WORK INSTRUCTION: Write out, word for word, the stretch of the article on Ireland's Covid vaccine rollout from "Covid 19 vaccinations continuing" through "nation last week.".

--- TEXT BLOCK ---

Deliver those Covid vaccines into our arms right here, right now

HSE guarded on precise drug rollout figures as confidence shaky for immediate future

 Covid 19 vaccinations  continuing at the HSE vaccination centre in the Aviva stadium in Dublin this week. Photograph: Alan Betson

Covid 19 vaccinations continuing at the HSE vaccination centre in the Aviva stadium in Dublin this week. Photograph: Alan Betson

 

“I expect that by the end of next week, we will have administered close to one million doses. After that, our plan is to pick up the pace even further: close to three million doses will be administered by the end of May. Nearly five million doses by early July. Six million doses by the end of July.”

So said Taoiseach Micheál Martin, in his most recent address to the nation last week.

On Tuesday, Tánaiste Leo Varadkar said the vaccination programme would accelerate in the coming weeks. More than 80 per cent of people would receive their first dose by the end of June, he said, “and we hope to do even a bit better than that as well.”

--- RECORDS ---

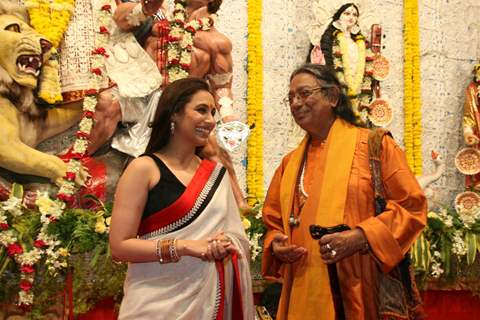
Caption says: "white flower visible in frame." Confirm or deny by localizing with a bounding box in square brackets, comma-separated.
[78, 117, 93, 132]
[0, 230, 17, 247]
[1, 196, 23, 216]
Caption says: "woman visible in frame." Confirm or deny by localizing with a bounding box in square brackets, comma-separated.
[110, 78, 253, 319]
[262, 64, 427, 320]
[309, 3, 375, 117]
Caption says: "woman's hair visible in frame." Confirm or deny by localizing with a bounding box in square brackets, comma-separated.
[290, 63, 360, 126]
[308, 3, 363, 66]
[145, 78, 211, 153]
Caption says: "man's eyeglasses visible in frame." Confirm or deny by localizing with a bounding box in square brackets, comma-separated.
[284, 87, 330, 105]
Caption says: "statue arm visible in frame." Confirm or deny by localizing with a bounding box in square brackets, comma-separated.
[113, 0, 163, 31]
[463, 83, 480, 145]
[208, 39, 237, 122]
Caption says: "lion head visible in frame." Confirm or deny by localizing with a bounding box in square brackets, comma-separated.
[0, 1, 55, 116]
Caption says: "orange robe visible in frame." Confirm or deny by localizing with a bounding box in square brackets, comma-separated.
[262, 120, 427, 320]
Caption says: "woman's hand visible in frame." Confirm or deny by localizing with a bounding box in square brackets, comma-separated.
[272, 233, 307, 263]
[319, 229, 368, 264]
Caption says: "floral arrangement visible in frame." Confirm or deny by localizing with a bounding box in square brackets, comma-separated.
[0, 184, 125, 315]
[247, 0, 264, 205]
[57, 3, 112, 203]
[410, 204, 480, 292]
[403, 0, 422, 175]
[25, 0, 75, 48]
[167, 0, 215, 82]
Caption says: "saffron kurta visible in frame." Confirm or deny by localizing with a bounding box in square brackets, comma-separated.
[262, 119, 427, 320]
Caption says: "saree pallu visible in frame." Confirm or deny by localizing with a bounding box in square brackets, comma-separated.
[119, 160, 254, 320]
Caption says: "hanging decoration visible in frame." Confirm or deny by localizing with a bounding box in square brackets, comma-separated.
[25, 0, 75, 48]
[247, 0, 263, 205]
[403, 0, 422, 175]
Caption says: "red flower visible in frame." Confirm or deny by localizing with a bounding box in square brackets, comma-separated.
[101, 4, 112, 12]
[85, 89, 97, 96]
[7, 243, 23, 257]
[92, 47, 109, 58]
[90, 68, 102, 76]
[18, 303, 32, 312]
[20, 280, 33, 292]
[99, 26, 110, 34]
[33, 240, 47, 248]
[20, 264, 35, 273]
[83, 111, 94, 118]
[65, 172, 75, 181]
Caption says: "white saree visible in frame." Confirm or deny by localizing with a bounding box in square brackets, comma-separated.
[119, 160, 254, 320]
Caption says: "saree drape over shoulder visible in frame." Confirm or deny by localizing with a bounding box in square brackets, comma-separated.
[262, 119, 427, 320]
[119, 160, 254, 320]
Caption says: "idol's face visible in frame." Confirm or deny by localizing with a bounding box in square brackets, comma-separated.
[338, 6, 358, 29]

---
--- RECORDS ---

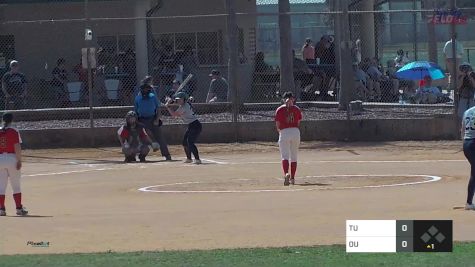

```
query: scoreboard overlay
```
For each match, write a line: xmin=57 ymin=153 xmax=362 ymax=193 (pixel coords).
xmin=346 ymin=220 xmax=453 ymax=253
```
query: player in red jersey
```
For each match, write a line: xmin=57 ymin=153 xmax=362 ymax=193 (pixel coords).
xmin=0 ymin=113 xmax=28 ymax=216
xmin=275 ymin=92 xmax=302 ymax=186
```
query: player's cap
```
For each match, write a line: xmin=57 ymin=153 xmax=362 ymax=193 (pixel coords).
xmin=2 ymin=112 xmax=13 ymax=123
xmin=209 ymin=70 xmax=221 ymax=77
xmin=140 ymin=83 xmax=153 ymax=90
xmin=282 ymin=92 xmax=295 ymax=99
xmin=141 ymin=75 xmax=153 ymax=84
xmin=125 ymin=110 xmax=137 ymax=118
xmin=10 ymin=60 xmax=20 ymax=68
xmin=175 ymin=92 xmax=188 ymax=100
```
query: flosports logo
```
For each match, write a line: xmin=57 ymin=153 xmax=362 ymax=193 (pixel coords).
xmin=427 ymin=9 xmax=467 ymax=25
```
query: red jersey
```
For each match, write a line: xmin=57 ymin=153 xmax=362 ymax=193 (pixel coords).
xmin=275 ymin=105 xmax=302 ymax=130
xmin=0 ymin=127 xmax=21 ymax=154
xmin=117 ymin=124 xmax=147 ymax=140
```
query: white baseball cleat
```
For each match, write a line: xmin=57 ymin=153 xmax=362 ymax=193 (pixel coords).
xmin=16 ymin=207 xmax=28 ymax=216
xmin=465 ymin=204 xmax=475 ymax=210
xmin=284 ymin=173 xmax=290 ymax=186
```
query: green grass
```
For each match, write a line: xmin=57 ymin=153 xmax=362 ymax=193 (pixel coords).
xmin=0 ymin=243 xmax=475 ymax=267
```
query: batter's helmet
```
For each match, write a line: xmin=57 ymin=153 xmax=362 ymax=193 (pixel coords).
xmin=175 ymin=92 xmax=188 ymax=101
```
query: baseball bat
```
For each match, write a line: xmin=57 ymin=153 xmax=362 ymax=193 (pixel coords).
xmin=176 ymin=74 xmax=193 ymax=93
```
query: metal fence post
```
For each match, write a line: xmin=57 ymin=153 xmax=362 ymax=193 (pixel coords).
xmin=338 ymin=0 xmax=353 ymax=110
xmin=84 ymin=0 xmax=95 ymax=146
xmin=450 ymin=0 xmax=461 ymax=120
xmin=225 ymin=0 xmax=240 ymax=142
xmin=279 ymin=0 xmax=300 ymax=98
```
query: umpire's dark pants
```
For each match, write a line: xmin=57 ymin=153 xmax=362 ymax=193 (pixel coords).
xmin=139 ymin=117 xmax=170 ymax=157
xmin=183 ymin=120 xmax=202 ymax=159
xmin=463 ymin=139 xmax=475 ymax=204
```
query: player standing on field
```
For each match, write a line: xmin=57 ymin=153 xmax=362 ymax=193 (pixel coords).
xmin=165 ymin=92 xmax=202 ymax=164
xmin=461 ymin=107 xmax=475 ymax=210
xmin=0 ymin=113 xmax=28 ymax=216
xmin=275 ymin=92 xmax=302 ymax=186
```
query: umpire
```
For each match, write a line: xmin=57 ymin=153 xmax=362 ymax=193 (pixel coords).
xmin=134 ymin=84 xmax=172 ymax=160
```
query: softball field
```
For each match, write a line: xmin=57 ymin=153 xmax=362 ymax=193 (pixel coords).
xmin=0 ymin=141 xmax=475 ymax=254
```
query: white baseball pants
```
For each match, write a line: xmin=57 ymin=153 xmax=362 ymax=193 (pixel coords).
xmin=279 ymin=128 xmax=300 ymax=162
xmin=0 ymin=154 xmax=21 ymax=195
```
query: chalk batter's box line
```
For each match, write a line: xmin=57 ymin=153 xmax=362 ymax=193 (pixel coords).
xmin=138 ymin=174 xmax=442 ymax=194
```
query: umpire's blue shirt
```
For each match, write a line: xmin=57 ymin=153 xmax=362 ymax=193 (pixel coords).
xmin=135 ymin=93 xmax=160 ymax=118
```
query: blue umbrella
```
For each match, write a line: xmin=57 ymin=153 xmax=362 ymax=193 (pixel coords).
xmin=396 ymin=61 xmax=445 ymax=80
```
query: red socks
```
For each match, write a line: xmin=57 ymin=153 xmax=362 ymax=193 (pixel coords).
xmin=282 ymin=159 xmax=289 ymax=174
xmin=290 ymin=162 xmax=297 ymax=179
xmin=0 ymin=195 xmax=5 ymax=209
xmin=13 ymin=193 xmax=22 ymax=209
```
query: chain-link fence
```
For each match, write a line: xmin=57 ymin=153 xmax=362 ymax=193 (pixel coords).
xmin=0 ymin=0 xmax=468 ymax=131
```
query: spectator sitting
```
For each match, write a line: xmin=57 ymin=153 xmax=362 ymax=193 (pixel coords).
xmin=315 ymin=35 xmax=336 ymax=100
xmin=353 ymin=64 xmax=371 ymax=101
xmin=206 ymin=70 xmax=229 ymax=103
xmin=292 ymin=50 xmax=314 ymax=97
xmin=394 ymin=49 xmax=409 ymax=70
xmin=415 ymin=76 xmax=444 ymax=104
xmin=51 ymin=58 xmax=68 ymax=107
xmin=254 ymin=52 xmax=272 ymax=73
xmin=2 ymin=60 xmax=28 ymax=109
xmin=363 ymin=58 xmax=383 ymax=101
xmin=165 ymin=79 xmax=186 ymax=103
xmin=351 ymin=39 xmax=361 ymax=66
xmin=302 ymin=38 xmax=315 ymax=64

---
--- RECORDS ---

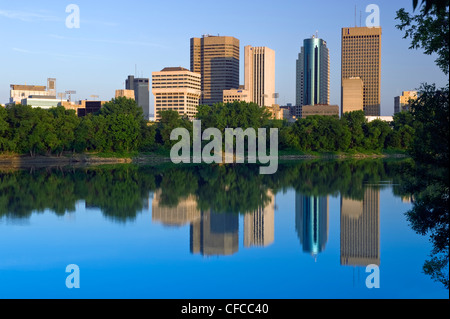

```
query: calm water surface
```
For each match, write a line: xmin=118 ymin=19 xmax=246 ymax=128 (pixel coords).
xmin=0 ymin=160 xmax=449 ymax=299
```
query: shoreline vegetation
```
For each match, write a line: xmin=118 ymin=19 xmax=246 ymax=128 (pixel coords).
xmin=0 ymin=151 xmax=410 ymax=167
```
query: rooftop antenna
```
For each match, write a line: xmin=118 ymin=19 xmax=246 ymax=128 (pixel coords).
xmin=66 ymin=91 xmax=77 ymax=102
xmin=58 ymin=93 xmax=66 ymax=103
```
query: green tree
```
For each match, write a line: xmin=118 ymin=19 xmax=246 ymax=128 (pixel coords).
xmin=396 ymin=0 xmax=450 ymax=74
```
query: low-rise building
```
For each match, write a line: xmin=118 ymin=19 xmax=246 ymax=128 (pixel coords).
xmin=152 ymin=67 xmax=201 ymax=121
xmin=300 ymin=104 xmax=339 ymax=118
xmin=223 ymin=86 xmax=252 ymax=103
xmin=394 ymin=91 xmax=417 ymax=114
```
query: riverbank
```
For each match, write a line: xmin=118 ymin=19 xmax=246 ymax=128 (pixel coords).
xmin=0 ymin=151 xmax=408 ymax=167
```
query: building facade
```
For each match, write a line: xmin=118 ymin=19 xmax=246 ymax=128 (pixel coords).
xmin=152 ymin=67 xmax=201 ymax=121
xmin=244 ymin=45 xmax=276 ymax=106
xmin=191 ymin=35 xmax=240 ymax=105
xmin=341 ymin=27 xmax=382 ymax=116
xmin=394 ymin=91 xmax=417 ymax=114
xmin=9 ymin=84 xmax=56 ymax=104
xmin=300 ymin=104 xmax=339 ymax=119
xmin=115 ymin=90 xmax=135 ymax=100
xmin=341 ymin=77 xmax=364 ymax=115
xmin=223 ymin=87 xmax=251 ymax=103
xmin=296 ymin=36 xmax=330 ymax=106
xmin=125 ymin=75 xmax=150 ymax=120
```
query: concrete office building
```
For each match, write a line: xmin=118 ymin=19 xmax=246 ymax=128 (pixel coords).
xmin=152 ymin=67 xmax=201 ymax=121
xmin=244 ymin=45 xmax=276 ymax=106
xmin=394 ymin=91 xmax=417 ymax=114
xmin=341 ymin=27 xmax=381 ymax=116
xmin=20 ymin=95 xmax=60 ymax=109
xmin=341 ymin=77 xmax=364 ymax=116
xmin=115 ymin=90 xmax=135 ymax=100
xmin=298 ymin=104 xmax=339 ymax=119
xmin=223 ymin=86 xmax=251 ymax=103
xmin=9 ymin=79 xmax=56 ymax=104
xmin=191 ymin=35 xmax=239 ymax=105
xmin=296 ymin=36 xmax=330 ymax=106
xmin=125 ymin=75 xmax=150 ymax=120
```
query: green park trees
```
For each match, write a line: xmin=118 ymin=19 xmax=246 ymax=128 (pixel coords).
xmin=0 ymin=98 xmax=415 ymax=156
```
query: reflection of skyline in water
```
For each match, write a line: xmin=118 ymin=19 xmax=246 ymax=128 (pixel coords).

---

PROBLEM SOLUTION:
Covid 19 vaccinations continuing at the HSE vaccination centre in the Aviva stadium in Dublin this week. Photograph: Alan Betson

 

“I expect that by the end of next week, we will have administered close to one million doses. After that, our plan is to pick up the pace even further: close to three million doses will be administered by the end of May. Nearly five million doses by early July. Six million doses by the end of July.”

So said Taoiseach Micheál Martin, in his most recent address to the nation last week.